= WHAT THE EXERCISE ASKS =
Continue the personal essay about friends who cook and garden, picking up after its final sentence about Jan's shared meals.
[Start PAGE]
My cooking-loving friends spend hours making soups, breads and full-course meals.  They seek out recipes and herbs and make magic.

My gardening friends know the names of plants I only have a nodding acquaintance with--and know how to care for them. 

When I hired Laren, a landscape designer, I watched my yard--after two years of freeze and heat and neglect--bloom into a veritable painting of purples, pinks, reds, whites.  I asked her son yesterday if he's learning all this from his mom and he said he's not interested, but for Laren, it's a passion and an art and I'm one of her happy clients. 

Initially, she asked me what colors I liked and brought pictures of native plants--all native--and drew the yard as she imagined it.  In the fall, she created a design and readied the yard.  Now that it's all blooming robustly and butterflies and bees are busy pollinating, she says that the reason the plants have grown so well and so fast, even in this current drought, is that the ground was ready, softened, and mulched three months or so before we planted.  

Jan often shares her delicious meals with me--a healthy soup, a main dish, occasionally a yummy dessert.  I appreciate her artistry,  I enjoy everything she brings, I even ask for recipes--but I rarely spend the time and planning necessary to actually cook.
[End PAGE]
[Start EXTRACTED RECORDS]
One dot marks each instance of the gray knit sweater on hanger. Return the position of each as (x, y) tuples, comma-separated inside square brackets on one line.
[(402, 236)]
[End EXTRACTED RECORDS]
[Start EXTRACTED RECORDS]
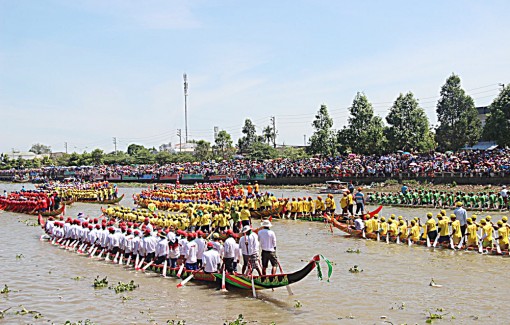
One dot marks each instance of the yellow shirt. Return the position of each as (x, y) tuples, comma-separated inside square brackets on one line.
[End EXTRACTED RECORDS]
= EXERCISE OUTPUT =
She recently made two gorgeous quilts for her twin graduate grandchildren, and she comes over from time to time to gel print with me.  I give her duplicate art supplies, she gives me food.  (I used to feel guilty because I rarely returned gifts of food.)

We don't all have the same passions, but  all creatives have a passion for what they do.  

Yesterday I went out to work on my collages, and I literally couldn't pull myself away from gel printing. It's so much fun that I now have enough gel prints to cut into pieces and wallpaper my entire house. 

I probably won't be doing that as it would require hours on ladders, but who knows?

The point isn't to make wall-paper; it's one of those things in which I'm fully engaged in the pleasure of doing it.  It was 2:00 and then it was 6:00; where did all those hours go?  Brayer-ing acrylic paints on the press, then scratching and stenciling parts, then pulling prints with glassine paper, calligraphy paper, printer paper, origami paper, and tissue paper. 

If a piece has possibilities for one of my collages in progress, I cut or tear a section and glue it on. The teacher I'm following right now is Michele Holden, "All My Art and Soul" channel on You Tube. Her process intrigues me and she explains her reasons for her aesthetic choices. 

She's also introduced me to the idea of working with a limited color palette and mixing all colors from four or five primary colors and black and white. 

When I pull a print, it's like a "box of chocolates"--you never know what you're going to get. 

It's not so much about making art, more like discovering it, even more like just having a wonderfully happy day in spite of the brutal heat of South Texas summer.